• PAGE EXTRACT
13 (con’t) and just as He has sworn to your fathers, to Abraham, Isaac, and Jacob.

Abraham, Isaac, and Jacob are all mentioned together seven times in Deuteronomy. In all six of the other times, they are mentioned in relation to the land of promise. For example –

“See, I have set the land before you; go in and possess the land which the Lord swore to your fathers—to Abraham, Isaac, and Jacob—to give to them and their descendants after them.” Deuteronomy 1:8

In Chapter 9, the land grant must be inferred from the surrounding context. But that is even the case in this chapter where Israel’s grant of the land is referred to half a dozen times in verses 22-28.

If the land is the promise, and if Israel is still under the covenant, as is testified to in them being under the curses of the covenant, then it must be that the people will be brought back into the land in order to be brought into the New Covenant.

• SOURCE MATERIAL
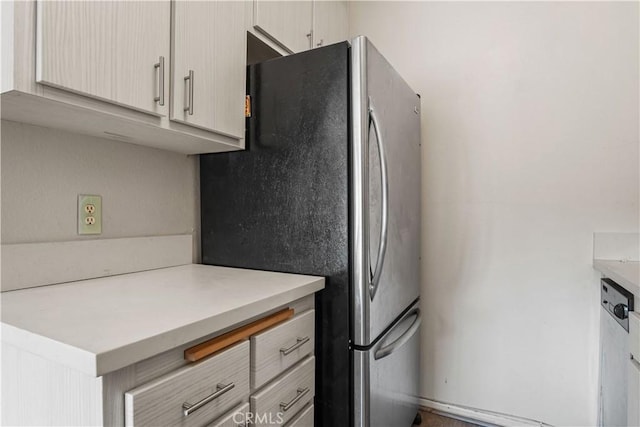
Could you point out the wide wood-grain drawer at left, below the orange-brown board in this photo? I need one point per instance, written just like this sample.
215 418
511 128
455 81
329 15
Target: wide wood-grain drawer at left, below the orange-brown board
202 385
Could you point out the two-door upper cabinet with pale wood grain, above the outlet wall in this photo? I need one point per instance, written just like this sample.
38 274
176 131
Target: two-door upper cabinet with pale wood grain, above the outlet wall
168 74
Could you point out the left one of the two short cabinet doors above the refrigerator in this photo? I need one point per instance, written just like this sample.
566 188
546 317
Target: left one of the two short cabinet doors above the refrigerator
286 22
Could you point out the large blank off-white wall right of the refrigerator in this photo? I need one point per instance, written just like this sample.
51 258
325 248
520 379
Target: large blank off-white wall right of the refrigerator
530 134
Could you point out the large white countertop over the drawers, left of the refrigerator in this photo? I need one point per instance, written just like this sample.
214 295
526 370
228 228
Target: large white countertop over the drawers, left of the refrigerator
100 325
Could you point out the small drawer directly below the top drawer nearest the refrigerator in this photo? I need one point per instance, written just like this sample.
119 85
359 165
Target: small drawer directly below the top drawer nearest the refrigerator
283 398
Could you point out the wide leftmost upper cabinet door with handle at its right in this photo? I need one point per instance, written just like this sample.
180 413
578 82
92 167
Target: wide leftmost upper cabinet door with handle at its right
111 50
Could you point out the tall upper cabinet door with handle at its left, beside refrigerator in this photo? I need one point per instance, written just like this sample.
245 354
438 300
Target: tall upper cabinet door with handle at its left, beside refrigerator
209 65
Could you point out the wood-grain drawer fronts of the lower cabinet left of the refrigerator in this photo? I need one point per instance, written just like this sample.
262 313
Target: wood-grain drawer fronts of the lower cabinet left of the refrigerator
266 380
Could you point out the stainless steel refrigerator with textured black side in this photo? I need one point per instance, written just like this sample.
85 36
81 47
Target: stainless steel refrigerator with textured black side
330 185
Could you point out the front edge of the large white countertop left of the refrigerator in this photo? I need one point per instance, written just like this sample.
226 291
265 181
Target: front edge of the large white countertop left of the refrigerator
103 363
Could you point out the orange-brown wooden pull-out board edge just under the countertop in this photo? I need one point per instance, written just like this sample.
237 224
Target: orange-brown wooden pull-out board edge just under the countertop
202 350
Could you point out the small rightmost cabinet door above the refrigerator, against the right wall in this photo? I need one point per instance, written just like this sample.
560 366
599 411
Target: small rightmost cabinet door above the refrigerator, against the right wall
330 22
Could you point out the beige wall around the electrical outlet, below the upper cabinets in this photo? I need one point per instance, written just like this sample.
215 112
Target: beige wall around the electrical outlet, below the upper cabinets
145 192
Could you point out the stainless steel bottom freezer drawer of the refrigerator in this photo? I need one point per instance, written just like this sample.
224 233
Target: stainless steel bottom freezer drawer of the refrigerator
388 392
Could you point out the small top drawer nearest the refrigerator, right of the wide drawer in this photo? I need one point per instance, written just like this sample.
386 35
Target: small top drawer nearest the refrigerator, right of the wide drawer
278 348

• WHAT THE TASK REQUIRES
Continue the Deuteronomy commentary, picking up right after its final sentence.

• ANSWER TO THIS PROBLEM
And this is exactly what the prophets testify to time and again as the Old Testament progresses and even as the book of Revelation confirms as well. Understanding this, Moses continues…

14 “I make this covenant and this oath, not with you alone,

The words now return to the plural: “with you (all).” In other words, Israel is the collective, but it is not only with those individuals who are standing before Moses at this time. If that were so, then the covenant would end when the last person there died…

15 but with him who stands here with us today before the Lord our God, as well as with him who is not here with us today

Of this, the John Lange commentary incorrectly states –

“The covenant was to embrace not merely the descendants of those now living, Israel in its generations, but in its true idea and apprehension, all nations—those far off.—A. G.”

This is entirely wrong. The Mosaic Covenant is given to Israel, and to Israel alone. That will be seen more clearly in a moment. For now, almost all of the translations say “but” at the beginning of this verse.

Unless all the clauses are taken together, the word “but” confuses the thought that is being presented. Hence, translators must paraphrase the words of the final clause, saying, “as well as,” “also,” or something like that –

“I make this covenant and this oath, not with you alone, 15 but with him who stands here with us today before the Lord our God, as well as with him who is not here with us today.”

The word ki is used. It means “for.” Translating it that way brings the proper sense to what is being said –

“And not with you alone I cut this covenant and this oath: for whom being here with us standing today before Yehovah our God, and whom no here with us today.” (CG)

Though my translation is cumbersome because it is more literal, you can see that it is referring to one act. The covenant is cut with Israel, regardless as to when an Israelite enters into the stream of existence. That is why the plural began the words in verse 14.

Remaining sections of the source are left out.